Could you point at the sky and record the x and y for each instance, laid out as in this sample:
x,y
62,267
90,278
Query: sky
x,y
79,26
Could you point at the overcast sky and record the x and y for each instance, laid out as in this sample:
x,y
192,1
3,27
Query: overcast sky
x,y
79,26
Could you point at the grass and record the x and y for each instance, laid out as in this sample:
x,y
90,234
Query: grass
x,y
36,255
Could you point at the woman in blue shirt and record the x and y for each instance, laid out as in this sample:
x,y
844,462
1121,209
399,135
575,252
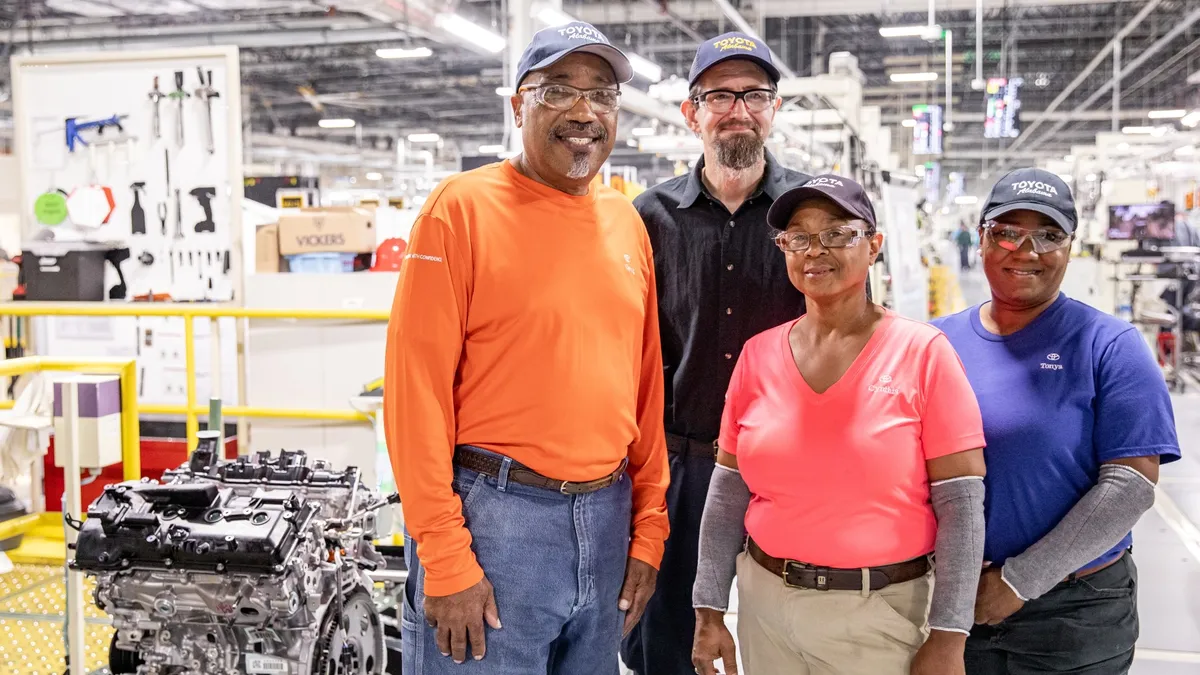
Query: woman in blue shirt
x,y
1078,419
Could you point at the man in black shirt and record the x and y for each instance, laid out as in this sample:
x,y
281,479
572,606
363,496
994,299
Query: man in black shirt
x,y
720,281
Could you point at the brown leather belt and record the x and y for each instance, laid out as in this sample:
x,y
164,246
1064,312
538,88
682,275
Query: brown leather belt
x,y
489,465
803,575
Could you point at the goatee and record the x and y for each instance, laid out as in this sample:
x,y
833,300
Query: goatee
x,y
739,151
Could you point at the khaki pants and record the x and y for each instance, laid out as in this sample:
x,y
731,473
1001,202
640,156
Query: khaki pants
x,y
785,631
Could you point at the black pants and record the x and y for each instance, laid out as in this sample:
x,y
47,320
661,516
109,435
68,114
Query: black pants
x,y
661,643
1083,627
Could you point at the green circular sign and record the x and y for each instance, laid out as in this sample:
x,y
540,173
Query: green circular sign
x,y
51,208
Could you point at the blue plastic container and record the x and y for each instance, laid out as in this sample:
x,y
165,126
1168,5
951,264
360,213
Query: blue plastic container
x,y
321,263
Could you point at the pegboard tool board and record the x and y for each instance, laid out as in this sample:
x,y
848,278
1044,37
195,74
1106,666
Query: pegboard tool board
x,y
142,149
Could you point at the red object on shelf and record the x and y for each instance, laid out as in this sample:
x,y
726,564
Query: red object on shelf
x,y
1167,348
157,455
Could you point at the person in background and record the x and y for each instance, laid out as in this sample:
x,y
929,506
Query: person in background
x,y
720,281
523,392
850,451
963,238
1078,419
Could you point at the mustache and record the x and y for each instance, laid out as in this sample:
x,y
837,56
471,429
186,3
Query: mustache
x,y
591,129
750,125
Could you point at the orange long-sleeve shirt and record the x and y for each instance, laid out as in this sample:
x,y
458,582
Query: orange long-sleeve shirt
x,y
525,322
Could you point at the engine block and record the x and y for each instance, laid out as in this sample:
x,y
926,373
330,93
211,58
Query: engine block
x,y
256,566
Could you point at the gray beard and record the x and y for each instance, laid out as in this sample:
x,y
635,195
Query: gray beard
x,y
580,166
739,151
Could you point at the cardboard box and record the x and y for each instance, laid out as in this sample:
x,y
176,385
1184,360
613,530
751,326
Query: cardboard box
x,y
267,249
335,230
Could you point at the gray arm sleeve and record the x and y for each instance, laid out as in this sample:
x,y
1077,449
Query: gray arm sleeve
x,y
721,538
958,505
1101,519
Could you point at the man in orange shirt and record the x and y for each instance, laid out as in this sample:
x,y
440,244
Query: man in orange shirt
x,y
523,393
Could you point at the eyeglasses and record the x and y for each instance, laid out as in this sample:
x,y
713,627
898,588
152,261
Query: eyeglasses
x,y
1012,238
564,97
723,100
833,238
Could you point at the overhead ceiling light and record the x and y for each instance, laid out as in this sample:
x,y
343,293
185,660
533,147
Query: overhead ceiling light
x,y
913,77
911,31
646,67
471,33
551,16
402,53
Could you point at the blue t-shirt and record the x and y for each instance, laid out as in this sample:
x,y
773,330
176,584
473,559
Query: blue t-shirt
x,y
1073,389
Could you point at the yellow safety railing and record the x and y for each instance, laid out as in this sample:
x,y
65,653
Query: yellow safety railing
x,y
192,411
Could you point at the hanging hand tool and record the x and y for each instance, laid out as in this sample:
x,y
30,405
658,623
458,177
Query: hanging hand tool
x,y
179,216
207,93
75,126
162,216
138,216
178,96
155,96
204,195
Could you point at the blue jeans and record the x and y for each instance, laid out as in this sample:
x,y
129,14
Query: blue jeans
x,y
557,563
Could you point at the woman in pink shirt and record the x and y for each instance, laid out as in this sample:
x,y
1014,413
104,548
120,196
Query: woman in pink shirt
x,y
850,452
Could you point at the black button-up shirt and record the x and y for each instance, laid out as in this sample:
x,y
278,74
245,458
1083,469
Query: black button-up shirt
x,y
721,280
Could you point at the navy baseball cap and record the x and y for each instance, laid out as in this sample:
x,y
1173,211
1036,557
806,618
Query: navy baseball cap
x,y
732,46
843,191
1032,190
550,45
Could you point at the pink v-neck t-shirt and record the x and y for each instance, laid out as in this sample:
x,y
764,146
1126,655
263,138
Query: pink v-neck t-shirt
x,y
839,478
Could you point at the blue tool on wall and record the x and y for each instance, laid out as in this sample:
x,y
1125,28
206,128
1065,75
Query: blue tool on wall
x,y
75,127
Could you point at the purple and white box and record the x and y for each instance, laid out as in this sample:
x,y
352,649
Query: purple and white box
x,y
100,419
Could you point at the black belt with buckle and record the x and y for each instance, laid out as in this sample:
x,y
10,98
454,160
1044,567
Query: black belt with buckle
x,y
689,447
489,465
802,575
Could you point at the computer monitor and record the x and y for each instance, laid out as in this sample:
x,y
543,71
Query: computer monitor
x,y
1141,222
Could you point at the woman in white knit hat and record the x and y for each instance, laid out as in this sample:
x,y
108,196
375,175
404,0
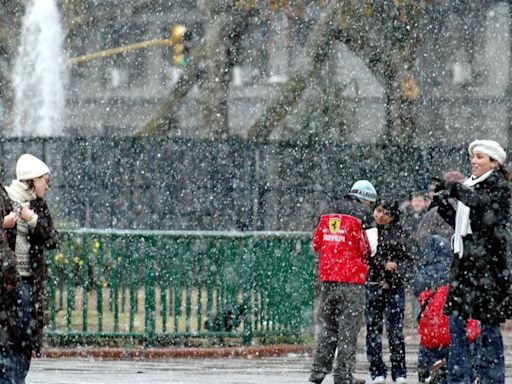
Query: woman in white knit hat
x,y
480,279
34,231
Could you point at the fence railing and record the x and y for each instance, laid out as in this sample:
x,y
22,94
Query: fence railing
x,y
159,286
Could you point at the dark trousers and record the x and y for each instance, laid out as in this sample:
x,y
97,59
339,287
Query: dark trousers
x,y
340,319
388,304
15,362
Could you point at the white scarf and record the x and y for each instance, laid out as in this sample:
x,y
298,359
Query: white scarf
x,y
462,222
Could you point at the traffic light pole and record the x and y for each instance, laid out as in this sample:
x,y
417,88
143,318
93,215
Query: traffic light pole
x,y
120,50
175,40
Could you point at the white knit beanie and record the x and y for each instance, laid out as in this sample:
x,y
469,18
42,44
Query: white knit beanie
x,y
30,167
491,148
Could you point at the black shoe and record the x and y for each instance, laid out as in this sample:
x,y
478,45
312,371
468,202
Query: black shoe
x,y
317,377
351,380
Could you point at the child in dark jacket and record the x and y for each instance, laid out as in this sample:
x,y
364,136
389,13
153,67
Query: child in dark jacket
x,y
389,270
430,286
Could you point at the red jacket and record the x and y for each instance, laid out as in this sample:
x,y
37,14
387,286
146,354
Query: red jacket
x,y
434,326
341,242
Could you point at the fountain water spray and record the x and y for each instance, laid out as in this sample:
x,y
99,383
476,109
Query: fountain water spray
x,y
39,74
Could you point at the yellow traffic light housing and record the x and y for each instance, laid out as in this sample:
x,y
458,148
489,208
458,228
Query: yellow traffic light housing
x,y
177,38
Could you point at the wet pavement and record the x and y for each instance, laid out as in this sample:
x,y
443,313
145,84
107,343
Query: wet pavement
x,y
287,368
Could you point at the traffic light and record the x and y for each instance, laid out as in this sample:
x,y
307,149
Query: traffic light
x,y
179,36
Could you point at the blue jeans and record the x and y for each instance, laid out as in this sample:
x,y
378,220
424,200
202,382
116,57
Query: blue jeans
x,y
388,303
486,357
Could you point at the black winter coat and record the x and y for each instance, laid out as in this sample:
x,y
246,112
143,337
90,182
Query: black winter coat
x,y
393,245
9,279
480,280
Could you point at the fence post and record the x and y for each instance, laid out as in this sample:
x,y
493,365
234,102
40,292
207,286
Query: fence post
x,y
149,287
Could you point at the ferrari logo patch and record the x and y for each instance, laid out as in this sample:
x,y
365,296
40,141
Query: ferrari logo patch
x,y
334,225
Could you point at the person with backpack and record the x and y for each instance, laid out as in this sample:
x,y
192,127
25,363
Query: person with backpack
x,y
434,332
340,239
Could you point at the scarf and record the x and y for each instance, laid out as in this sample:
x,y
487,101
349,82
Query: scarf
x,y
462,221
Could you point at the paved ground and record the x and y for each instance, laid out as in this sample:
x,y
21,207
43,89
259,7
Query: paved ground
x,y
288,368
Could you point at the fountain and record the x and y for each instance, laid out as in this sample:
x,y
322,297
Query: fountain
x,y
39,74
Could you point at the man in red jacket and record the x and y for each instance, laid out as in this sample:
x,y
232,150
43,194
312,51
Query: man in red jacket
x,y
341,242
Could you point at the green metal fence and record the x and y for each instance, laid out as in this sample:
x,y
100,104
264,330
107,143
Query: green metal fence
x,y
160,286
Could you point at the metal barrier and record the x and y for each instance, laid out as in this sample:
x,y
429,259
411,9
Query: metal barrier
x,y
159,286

##########

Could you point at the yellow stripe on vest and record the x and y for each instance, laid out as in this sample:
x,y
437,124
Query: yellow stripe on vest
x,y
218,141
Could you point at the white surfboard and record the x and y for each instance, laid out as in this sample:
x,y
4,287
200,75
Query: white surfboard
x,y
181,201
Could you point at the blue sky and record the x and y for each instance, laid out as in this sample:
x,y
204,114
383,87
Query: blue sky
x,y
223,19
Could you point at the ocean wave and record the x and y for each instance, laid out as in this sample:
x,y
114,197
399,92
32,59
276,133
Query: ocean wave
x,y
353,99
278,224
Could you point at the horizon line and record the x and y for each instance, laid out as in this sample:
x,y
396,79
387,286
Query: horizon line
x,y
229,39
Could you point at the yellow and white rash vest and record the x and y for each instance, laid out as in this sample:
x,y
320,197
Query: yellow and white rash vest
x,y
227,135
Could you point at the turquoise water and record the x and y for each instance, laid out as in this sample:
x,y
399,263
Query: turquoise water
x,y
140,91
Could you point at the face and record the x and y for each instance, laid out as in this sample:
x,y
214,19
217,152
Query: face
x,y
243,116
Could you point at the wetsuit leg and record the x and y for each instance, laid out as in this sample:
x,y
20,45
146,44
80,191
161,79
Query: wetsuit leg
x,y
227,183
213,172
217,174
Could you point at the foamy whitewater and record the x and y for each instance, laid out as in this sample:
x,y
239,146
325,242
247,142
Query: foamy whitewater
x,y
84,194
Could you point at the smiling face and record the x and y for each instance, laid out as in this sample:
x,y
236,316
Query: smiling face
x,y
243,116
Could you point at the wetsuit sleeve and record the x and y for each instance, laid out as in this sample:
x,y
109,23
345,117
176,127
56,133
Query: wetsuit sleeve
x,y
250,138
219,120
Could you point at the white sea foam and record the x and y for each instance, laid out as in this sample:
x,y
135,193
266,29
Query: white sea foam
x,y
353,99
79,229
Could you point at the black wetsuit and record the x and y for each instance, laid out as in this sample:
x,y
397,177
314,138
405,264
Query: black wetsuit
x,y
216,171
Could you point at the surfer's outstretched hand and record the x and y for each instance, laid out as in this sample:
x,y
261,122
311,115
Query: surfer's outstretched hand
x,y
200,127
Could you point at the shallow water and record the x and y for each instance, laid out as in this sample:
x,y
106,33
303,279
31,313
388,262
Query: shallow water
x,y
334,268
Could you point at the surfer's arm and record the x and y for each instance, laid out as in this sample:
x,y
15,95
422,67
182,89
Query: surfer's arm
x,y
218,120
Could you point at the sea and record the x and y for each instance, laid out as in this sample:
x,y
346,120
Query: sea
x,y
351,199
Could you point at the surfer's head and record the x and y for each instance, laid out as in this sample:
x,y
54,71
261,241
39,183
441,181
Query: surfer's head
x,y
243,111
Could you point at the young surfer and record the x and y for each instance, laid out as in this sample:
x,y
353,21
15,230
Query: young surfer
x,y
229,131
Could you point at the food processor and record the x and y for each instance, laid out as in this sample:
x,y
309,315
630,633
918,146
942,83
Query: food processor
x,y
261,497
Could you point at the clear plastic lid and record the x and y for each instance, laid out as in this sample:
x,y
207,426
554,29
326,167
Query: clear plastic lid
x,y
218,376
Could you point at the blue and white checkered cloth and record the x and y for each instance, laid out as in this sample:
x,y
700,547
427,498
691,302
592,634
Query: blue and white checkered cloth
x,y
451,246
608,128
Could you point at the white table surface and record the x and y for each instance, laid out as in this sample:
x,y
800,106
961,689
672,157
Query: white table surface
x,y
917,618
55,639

##########

> What is needed: Pull out every line in the listing above that contains the word "fountain" and copy each one in full.

> Final result:
Could you point at the fountain water spray and record the x and y for each instance, laid out as in this sample:
Query: fountain water spray
Could you point at the fountain and record the x and y for each instance, laid out as in this sample:
Query: fountain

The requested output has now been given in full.